* _Written exercise_
Return the lines below exactly, starting with the line that contains "Keypoint guideline: for each instance of the wooden door" and stopping after the last line.

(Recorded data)
*****
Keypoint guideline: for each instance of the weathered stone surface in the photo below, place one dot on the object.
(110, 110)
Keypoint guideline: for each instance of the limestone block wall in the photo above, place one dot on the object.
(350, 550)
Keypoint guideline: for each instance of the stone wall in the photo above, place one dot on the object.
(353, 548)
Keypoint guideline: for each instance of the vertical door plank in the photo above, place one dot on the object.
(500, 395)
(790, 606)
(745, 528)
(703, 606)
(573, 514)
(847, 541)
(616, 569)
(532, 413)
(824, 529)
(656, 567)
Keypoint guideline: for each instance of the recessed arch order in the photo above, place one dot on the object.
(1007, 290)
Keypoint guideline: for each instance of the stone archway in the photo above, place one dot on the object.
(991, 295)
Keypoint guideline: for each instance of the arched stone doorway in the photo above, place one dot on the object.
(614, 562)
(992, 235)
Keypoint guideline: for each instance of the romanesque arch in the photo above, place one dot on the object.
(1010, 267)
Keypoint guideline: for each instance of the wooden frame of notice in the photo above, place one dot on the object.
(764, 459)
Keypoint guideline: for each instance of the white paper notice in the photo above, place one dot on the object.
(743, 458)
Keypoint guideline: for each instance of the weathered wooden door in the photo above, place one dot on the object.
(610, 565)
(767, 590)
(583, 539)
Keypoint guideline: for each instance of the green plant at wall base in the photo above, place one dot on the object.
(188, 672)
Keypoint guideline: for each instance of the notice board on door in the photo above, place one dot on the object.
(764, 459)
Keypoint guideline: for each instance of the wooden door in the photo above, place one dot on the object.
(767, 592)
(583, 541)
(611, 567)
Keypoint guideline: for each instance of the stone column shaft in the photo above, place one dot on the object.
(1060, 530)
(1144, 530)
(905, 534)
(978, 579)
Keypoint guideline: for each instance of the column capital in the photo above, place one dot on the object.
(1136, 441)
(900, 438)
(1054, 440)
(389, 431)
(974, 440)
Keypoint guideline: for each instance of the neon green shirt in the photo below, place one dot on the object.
*****
* _Answer in full_
Keypoint guideline: for each instance of the wooden door in the photo above, place one dot on the object.
(767, 592)
(583, 541)
(611, 567)
Keypoint guideline: for each instance of the stone column shaft in the photo above, place one dot on the object.
(1060, 530)
(1144, 530)
(905, 534)
(978, 579)
Keypoint guideline: for each instance of the column capital in the photo above, place one dot on the object.
(1136, 441)
(900, 438)
(1054, 440)
(389, 431)
(974, 440)
Keypoint guideline: for each instance of the neon green shirt in the photo below, place one dot on the object.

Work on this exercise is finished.